■ TO DO ■
a) Name every external quality control program that the text on logistics and quality control says BEVITAL participates in.
b) Write a continuation of the text on logistics and quality control, starting right after its final sentence.

Logistics & Quality Control
Procedures and logistics related to sample and data handling and quality control are set up to avoid human errors, minimize preanalytical variation and assay drift over years and maintain adequate assay performance in terms of accuracy, precision and low sample consumption. Over 20 years of experience in handling thousands of samples on a monthly basis has materialized into optimized procedures for sample handling and a specialized software for data integration and quality control.
Sample handling and data integration
The raw data from the separate platforms and analysis sets are integrated, handled and controlled by a specially designed database. The system generates printouts that match the trays installed into the robots carrying out sample handling (Figure 1). This procedure secures correct location of the separate samples in the assay tray. The data files from the separate platforms are merged by name and stored by the system, which calculates spread between parallel runs, and calculates summary statistics. Outliers are flagged by macros, and all import and export functions are automated by scripting.
Validation across platforms
Some stable metabolites are measured at two or three platforms (methods), but against the same calibrators. These metabolites are total homocysteine (tHcy), total cysteine (tCys), cystathionine (Cysta), methionine (Met), tryptophan (Trp), kynurenine (Kyn), histidine (His), ornithine (Orn) and trimethylamine N-oxide (TMAO) (Figure 2). For these analytes, the above-mentioned software calculates the ratios between concentrations obtained by different platforms. Analysis on each platform requires separate pipetting of sample and reagents and separate organization of vials into the sample tray. Therefore, analytical errors related to sample identification, handling, pipetting and organization as well as instrumental performance are likely to be discovered as metabolite ratio(s) different from 1. This ensures adequate sample handling and logistics but also minimizes the possibility of assay interference.
Each set of 96 vials contains 6 vials with calibrators, 3 with control plasma samples with known biomarker concentrations and one vial without biomarker (blank, to control for carry over). The calibrators are diagonally located (from upper left to lover right corner) across the sample tray to verify positioning of the tray in the autosampler. Large stock solutions of plasma calibrator and control plasma are prepared in sufficient amount to last for years, to minimize chance of assay drift over time. These stocks are aliquoted and stored at -80 °C. New stock are calibrated by comparison with the previous validated stock solution by analysing about 1000 parallel samples over one month. BEVITAL participates in external quality control programs for total homocysteine, MMA, cystatin C (DEKS), vitamin D (DEQAS), 24 amino acids, 3-hydroxybutyrate, creatinine (ERNDIM), vitamin K (KEQAS), 5-methyltetrahydrofolate, cobalamin and hsCRP (LABQUALITY).

■ DATASET CONTENT ■
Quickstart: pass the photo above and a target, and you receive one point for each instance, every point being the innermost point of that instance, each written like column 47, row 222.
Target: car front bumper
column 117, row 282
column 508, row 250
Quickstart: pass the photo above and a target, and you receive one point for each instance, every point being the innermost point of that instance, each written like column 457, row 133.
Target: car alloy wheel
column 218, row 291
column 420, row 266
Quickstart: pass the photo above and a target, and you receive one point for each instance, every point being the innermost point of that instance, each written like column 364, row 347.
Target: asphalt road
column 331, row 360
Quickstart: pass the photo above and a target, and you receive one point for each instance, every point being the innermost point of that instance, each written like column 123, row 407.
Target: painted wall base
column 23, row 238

■ SET OF ANSWERS ■
a) DEKS, DEQAS, ERNDIM, KEQAS and LABQUALITY.

b)
Minimizing sample consumption and analyte degradation
Logistics have been established to minimize consumption of samples to be analyzed on more than one platform and to avoid preanalytical analyte degradation during and after sample thawing.
Long-term assay drift (LAD)
LAD refers to systematic rather than random changes in measured analyte concentrations that may take place over months or years. This may result in slight differences in central estimates and/or distribution when comparing values from repeated analyses carried out years apart. LAD most likely occurs when first measurements are carried out shortly after the method has been launched (new method), is detected in large sample series, and is occasionally observed for biobank samples in spite of no detectable changes in levels for longitudinal control samples. Possible explanations include column replacement, altered instrument performance, and method optimization. To avoid bias from LAD, BEVITAL measures sample series for each project within a short time period, when no deliberate changes or optimization in method design are undertaken. BEVITAL strongly discourages composing data sets where samples from comparison groups are analyzed at different time points. Possible bias from LAD may be reduced but not totally avoided by value correction based on overlapping samples or control plasmas.